■ TASK ■
Extract each line of the data and write it out again exactly.

■ RECORDS FOR PROCESSING ■

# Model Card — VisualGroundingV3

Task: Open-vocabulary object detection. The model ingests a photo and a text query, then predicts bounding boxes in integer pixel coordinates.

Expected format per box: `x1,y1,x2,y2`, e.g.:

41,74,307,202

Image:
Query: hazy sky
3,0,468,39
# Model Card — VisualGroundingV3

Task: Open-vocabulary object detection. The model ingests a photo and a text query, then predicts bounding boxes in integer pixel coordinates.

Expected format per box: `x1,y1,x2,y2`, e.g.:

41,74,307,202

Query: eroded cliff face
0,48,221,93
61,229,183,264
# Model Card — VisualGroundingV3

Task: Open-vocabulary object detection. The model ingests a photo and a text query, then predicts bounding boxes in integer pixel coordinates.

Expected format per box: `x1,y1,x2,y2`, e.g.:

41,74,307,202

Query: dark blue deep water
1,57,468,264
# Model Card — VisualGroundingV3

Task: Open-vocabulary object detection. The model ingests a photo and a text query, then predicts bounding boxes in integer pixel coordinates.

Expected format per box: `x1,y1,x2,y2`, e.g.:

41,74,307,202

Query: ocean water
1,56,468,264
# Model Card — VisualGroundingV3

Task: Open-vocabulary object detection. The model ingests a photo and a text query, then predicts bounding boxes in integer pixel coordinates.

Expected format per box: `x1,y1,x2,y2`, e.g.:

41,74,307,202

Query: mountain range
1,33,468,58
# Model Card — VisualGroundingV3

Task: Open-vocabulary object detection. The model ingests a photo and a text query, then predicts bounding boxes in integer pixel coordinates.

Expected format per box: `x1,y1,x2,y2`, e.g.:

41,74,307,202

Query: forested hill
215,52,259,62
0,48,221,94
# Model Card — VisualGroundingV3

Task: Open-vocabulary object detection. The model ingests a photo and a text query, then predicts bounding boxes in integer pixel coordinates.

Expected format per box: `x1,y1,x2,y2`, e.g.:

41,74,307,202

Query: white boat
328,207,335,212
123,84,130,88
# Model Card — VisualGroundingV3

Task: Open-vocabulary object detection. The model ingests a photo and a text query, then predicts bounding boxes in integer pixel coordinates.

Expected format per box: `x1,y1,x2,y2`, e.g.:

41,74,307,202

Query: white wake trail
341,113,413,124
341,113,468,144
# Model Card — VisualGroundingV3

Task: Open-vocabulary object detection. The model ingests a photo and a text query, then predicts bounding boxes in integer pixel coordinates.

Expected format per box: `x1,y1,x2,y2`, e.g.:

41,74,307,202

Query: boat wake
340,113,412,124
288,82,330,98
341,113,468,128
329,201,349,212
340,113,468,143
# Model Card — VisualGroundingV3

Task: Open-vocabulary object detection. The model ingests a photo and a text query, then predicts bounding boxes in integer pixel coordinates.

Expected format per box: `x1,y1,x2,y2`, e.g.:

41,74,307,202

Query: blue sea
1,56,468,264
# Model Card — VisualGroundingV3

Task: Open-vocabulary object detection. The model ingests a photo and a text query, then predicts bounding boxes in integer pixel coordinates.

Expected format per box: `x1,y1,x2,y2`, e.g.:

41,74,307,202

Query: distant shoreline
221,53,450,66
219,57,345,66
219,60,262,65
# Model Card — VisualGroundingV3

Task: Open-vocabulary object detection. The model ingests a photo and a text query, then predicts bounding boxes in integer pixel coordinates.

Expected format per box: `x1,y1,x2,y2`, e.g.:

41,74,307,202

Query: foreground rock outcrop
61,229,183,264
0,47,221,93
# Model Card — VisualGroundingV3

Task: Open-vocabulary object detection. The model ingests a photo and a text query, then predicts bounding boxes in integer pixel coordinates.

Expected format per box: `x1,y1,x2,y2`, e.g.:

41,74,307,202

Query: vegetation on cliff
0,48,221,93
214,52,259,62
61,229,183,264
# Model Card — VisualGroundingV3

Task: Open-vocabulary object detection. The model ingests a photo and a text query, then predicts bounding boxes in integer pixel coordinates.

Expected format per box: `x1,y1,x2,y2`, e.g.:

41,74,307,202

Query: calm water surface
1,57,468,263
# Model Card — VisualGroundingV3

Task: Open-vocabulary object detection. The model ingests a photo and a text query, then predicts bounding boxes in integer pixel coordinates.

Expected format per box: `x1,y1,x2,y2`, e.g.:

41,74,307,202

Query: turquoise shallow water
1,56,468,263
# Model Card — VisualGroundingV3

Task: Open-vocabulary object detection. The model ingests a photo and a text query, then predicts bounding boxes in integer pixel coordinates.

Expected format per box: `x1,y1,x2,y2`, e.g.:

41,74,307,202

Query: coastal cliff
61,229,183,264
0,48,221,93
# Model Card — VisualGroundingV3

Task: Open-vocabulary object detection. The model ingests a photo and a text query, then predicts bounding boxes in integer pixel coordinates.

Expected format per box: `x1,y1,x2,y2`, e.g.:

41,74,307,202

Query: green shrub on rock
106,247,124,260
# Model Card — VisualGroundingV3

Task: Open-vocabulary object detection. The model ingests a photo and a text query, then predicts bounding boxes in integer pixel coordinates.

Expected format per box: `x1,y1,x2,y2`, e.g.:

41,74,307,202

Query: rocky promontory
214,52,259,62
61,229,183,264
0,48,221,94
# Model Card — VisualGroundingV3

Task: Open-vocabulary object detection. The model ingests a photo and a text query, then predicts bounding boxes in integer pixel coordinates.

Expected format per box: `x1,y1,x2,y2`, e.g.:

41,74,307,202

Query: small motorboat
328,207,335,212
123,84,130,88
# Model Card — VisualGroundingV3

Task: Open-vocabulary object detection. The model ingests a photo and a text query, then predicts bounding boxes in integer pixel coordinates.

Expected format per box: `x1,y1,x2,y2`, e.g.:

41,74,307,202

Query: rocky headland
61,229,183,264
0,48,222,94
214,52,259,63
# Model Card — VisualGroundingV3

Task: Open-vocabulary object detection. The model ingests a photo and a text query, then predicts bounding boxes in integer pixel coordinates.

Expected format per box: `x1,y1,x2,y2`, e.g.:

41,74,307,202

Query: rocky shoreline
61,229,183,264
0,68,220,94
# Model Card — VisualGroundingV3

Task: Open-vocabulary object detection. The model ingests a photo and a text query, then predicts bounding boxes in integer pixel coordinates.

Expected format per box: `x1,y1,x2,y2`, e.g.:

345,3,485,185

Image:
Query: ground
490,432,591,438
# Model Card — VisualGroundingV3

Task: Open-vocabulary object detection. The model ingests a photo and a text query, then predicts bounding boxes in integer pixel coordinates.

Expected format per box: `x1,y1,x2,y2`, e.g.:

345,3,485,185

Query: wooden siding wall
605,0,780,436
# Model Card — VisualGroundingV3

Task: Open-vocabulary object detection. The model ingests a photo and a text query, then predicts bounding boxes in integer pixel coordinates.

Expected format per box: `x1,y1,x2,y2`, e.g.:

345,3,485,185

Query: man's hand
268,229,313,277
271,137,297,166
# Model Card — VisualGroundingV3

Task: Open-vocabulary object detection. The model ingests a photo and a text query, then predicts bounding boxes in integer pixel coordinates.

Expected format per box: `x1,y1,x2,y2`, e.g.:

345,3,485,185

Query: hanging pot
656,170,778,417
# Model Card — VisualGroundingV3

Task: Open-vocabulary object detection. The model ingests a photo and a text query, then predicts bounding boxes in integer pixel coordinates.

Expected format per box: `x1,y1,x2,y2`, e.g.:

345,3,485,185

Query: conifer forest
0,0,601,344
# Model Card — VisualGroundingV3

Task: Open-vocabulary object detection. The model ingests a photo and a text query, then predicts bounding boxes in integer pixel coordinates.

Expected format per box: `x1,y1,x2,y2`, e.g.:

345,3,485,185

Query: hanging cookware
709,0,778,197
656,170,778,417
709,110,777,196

■ ANSWER FOR THE TASK ■
# Model Card — VisualGroundingV3

Task: Open-vocabulary object detection. The model ingests a photo and a text query, then predicts bounding boxes in integer pixel coordinates.

Expected format per box: `x1,y1,x2,y2`, e.g.:

41,74,307,202

Image:
Query: hazy sky
3,0,468,39
# Model Card — VisualGroundingV3

Task: Open-vocabulary object detection. The model ingests a photo and a text query, then predicts bounding boxes in integer pixel coordinates.

Expected format per box: `x1,y1,x2,y2`, e.g.:

41,74,307,202

Query: eroded cliff face
0,48,221,93
61,229,183,264
# Model Card — VisualGroundingV3

Task: Open-vocabulary object detection. The model ingests a photo and a text query, then predicts bounding boxes in integer pixel coordinates.

Expected format per box: `x1,y1,x2,y2`, e.g.:

41,74,307,202

Query: dark blue deep water
1,57,468,264
# Model Card — VisualGroundingV3

Task: Open-vocabulary object detection. The model ingests a photo and a text query, then predicts bounding boxes in integer pixel coordinates.

Expected format per box: `x1,y1,x2,y2`, e.g.:

41,74,307,202

Query: ocean water
1,56,468,264
# Model Card — VisualGroundingV3

Task: Open-vocabulary object detection. The model ingests a photo and a text query, then predicts bounding boxes in integer pixel coordinates.

Expected format per box: `x1,y1,x2,y2`, e.g.:

41,74,307,202

Query: mountain range
1,33,468,58
# Model Card — VisualGroundingV3

Task: Open-vocabulary object detection. The model ingests a photo and a text query, then predicts bounding boxes in integer pixel coordinates.

Expected format per box: `x1,y1,x2,y2`, e.g.:

41,74,307,202

Query: forested hill
215,52,259,62
0,48,221,94
# Model Card — VisualGroundingV3

Task: Open-vocabulary object detection. The model ingests a photo and a text query, then predicts bounding boxes in integer pixel coordinates.

Expected format per box: `x1,y1,x2,y2`, e.g.:

41,74,307,202

Query: white boat
328,207,335,212
123,84,130,88
# Model Card — VisualGroundingV3

Task: Open-vocabulary object detection. The model ingests a photo and a text query, then predicts bounding boxes in integer pixel coordinates.

Expected format per box: `x1,y1,x2,y2`, e.g.:

41,74,307,202

Query: white wake trail
341,113,413,124
341,113,468,144
# Model Card — VisualGroundingV3

Task: Open-vocabulary object detection. The model ingests a photo and a text query, then predicts bounding boxes in integer pixel coordinates.

Expected format per box: `x1,y1,x2,y2`, e.g.:

41,74,307,202

Query: boat wake
340,113,412,124
288,82,330,98
341,113,468,128
329,201,349,212
340,113,468,143
# Model Card — VisualGroundingV3

Task: Open-vocabulary object detection. The model ingests a photo and a text query, then predicts bounding boxes in integer pixel coordinates.

Expected format per box: `x1,y1,x2,y2`, e.g.:

41,74,307,202

Query: blue sea
1,56,468,264
# Model Card — VisualGroundingV3

Task: Open-vocabulary object detection. The model ingests a photo and a text query, then predicts bounding boxes in integer pixel coordinates.

Expected format per box: `x1,y1,x2,y2`, e.g.:

41,74,307,202

Query: distant shoreline
221,53,450,66
219,57,345,66
219,60,262,65
# Model Card — VisualGroundingV3

Task: Open-vocabulary object detection. The model ingests a photo and a text query, then predicts bounding boxes in integer pixel coordinates.

Expected format per box: `x1,y1,x2,y2`, e.g.:

41,74,307,202

Query: foreground rock outcrop
61,229,183,264
0,47,221,93
# Model Card — VisualGroundingV3

Task: Open-vocabulary object detection. The model ingests a photo and a text query, then predicts bounding boxes in integer pixel coordinates.

Expected format per box: `x1,y1,x2,y2`, e.g.:

41,74,307,202

Query: vegetation on cliff
0,48,221,93
214,52,259,62
61,229,183,264
# Model Card — VisualGroundingV3

Task: Open-vocabulary object detection. The model ingests a photo and a text query, then predicts bounding boxes in integer pixel coordinates.

Expected format per box: `x1,y1,x2,y2`, e.g.:

41,74,307,202

Query: calm water surface
1,57,468,263
# Model Card — VisualGroundingV3

Task: Open-vocabulary object detection. The model ingests a photo and a text query, then predicts bounding boxes in integer pixel coordinates.

Expected format per box: `x1,y1,x2,y2`, e.g.:

41,74,307,202

Query: turquoise shallow water
1,56,468,263
# Model Card — VisualGroundingV3

Task: Open-vocabulary object detection. The model ingests a photo and a text query, then predicts bounding boxes in integer pixel coordinates.

Expected format per box: `x1,y1,x2,y2`, e.g.:

41,74,307,202

Query: coastal cliff
61,229,183,264
0,48,221,93
# Model Card — VisualGroundingV3

Task: Open-vocabulary object detection. The model ingests a photo and a text query, then predicts bounding boxes in integer pixel coordinates.

Expected format per box: `x1,y1,x2,y2`, e.g.:

41,74,307,202

Query: green shrub on rock
106,247,124,260
# Model Card — VisualGroundingV3

Task: Open-vocabulary object detection. The model ingests a photo and a text query, then predicts bounding boxes in integer pixel coordinates.

Expected format per box: `x1,y1,x2,y2`, e.g.:

41,74,307,202

Query: rocky promontory
214,52,259,62
61,229,183,264
0,48,221,94
# Model Card — VisualGroundingV3

Task: Open-vocabulary object detection. The model ingests a photo and a text query, then predicts bounding boxes in integer pixel coordinates.

Expected format per box: `x1,y1,x2,y2`, e.g.:

41,74,307,202

Query: small motorboat
328,207,335,212
123,84,130,88
# Model Card — VisualGroundingV3

Task: Open-vocabulary object detection. The model ingests a photo and a text query, then predicts bounding boxes in integer pixel coordinates.

Expected format per box: `x1,y1,x2,y2`, e.g.:

41,74,307,202

Query: rocky headland
61,229,183,264
0,48,222,94
214,52,259,63
# Model Card — VisualGroundingV3

Task: Open-vocabulary object detection. The model ingests a photo and a text query, then predicts bounding boxes in integer pixel coordinates.

Expected format per box: `x1,y1,x2,y2`, e.g.:

41,74,307,202

Query: rocky shoreline
61,229,183,264
0,68,220,94
# Model Card — VisualGroundingV3

Task: Open-vocabulary object detection. The model ingests a photo and a text query, then predicts bounding boxes in integer pixel coordinates.

Expected format per box: `x1,y1,x2,y2`, e.g.:

345,3,485,185

Image:
Query: ground
490,432,591,438
# Model Card — VisualGroundingV3

Task: Open-vocabulary object detection. The model ingests a photo and a text query, then predicts bounding boxes in integer pixel coordinates.

Expected format per box: `x1,y1,x2,y2`, e.g.:

345,3,485,185

Query: wooden siding wall
605,0,780,436
# Model Card — VisualGroundingV3

Task: Open-vocabulary object detection. The model ingests a photo and a text query, then predicts bounding boxes in integer pixel coordinates.

Expected format per box: `x1,y1,x2,y2`, e.g.:

345,3,485,185

Query: man's hand
268,229,313,277
271,137,297,166
# Model Card — VisualGroundingV3

Task: Open-vocabulary object detection. The model ingests a photo and a text query, then predicts bounding boxes in integer pixel coordinates.

Expected format per box: `x1,y1,x2,y2`, e.g.:

345,3,485,185

Query: hanging pot
656,170,778,417
# Model Card — VisualGroundingV3

Task: Open-vocabulary object detection. The model ingests a photo and a text query, then predicts bounding boxes in integer pixel coordinates.

Expected format per box: `x1,y1,x2,y2`, e.g.:

345,3,485,185

Query: conifer forest
0,0,601,344
# Model Card — VisualGroundingV3

Task: Open-vocabulary object detection. The model ingests a photo and a text query, then predicts bounding boxes in integer pixel coordinates.

Expected format per box: `x1,y1,x2,y2`, e.g.:

345,3,485,185

Query: hanging cookware
709,0,778,197
656,170,778,417
709,110,777,196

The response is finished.